**Consigne**
Recopiez à l'identique les lignes qui vont de celle contenant « Q: Point out each instance of the bull's hoof » jusqu'à la dernière ligne fournie, ces deux lignes comprises, en omettant les images.

**Lignes fournies**
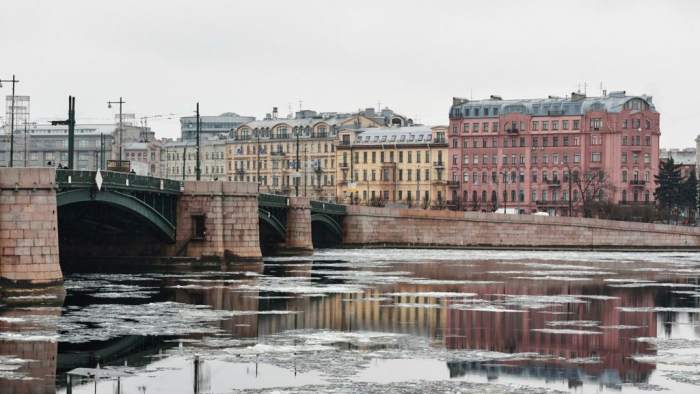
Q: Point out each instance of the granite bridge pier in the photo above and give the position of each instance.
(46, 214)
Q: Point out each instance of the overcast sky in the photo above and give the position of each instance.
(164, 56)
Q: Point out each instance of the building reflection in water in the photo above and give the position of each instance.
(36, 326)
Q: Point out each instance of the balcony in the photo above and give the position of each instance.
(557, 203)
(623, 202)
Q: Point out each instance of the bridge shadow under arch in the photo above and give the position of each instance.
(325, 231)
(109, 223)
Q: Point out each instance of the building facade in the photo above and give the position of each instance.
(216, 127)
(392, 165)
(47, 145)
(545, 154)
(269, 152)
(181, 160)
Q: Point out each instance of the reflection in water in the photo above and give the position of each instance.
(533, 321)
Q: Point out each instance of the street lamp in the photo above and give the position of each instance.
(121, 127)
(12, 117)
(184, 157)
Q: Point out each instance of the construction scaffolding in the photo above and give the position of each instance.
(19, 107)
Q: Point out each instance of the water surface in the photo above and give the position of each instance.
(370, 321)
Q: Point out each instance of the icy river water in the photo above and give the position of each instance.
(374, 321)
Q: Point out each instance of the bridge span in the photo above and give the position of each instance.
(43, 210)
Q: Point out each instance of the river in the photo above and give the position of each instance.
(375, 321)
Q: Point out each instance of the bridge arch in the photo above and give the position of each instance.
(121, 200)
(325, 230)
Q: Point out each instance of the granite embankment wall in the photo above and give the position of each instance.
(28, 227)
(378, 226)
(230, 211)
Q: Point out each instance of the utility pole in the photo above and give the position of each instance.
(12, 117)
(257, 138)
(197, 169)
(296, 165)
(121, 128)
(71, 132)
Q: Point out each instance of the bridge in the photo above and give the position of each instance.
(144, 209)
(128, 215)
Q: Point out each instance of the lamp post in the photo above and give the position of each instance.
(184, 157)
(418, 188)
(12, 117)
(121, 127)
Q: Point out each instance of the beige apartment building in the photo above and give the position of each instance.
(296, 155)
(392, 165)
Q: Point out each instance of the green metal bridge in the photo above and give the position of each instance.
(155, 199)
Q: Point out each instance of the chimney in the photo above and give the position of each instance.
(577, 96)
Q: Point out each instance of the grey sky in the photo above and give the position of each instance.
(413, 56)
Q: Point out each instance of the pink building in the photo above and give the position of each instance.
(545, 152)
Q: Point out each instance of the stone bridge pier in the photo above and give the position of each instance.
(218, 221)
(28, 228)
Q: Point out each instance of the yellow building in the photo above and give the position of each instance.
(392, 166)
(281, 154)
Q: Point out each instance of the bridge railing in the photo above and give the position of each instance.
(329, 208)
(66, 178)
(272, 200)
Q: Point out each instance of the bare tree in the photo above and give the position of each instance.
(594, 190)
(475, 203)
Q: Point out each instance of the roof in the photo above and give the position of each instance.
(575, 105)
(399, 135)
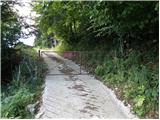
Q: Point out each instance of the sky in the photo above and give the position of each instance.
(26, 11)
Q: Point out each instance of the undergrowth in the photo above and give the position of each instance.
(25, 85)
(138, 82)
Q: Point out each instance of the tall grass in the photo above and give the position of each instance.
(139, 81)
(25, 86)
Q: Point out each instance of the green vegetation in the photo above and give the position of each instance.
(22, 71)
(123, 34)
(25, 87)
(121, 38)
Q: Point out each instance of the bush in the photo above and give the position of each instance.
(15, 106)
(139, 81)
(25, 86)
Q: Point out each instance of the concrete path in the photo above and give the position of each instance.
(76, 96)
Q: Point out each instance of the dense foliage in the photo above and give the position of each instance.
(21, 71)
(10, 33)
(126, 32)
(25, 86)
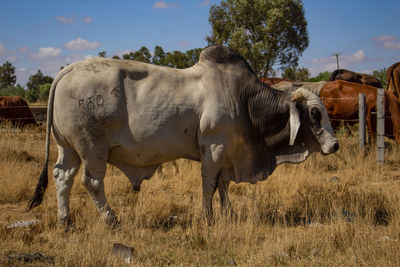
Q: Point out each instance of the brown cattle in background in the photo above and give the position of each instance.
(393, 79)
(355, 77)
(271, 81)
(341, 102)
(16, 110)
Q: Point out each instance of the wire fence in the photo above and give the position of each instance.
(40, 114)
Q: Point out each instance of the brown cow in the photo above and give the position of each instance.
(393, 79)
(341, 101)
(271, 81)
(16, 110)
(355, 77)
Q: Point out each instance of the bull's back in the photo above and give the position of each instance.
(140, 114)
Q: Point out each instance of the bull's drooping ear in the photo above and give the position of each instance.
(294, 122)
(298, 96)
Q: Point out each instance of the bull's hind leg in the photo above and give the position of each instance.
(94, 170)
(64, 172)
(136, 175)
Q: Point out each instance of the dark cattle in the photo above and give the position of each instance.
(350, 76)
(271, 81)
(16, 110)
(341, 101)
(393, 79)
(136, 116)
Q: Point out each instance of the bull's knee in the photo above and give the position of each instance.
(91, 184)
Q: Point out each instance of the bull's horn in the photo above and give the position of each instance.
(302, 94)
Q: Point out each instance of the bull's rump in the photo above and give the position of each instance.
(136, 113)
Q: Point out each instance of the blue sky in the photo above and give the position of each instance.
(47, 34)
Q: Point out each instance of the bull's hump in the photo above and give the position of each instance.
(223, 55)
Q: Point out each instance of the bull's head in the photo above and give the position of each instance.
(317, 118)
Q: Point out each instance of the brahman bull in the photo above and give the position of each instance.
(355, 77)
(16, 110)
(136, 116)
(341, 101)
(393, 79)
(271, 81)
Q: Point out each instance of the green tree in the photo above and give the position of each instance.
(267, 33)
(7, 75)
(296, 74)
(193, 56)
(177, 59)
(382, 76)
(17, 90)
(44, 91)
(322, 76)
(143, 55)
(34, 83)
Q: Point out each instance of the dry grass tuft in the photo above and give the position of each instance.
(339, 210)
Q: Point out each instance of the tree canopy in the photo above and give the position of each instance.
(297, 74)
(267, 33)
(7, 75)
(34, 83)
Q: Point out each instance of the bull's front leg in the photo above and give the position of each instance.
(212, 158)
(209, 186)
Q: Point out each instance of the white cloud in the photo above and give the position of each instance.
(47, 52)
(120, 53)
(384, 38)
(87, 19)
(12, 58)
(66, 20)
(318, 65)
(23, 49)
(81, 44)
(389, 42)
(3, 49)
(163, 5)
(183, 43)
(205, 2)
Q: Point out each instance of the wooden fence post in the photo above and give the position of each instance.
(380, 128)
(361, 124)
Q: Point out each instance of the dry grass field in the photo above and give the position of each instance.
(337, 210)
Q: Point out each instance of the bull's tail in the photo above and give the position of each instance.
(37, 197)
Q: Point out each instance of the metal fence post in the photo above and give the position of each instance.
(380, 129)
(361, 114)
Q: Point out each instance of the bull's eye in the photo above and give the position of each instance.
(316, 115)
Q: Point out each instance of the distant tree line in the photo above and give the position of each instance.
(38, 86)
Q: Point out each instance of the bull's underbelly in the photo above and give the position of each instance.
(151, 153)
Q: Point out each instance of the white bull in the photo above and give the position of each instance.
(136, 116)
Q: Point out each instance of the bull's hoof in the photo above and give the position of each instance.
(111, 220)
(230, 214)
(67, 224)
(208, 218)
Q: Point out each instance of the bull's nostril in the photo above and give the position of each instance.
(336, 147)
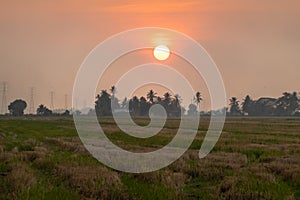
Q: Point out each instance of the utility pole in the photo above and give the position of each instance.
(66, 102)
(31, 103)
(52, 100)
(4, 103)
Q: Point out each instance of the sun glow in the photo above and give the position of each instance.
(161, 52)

**Réponse complète**
Q: Point out each instance of the bull's hoof in the photo above and give the position of each instance.
(111, 220)
(230, 214)
(67, 224)
(208, 218)
Q: Point out each instance of the bull's nostril in the photo above and give the position of each instance.
(336, 147)
Q: Point out each instance of the utility pole in the photo above and give the position of each instance.
(66, 102)
(31, 103)
(52, 100)
(4, 103)
Q: Point out each instance of the sun glow in the photo above and give the position of each instance.
(161, 52)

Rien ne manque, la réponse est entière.